PROBLEM DETAILS: Your answer must be an exact copy of the records below.
•••••
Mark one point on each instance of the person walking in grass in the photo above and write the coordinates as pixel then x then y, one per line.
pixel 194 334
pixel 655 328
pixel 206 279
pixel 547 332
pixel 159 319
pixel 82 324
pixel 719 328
•••••
WRITTEN SOLUTION:
Mark one point on each instance of the person walking in grass in the photo above and write the coordinates as pixel then x then y, one per line.
pixel 194 334
pixel 655 328
pixel 206 279
pixel 547 332
pixel 159 319
pixel 82 324
pixel 719 328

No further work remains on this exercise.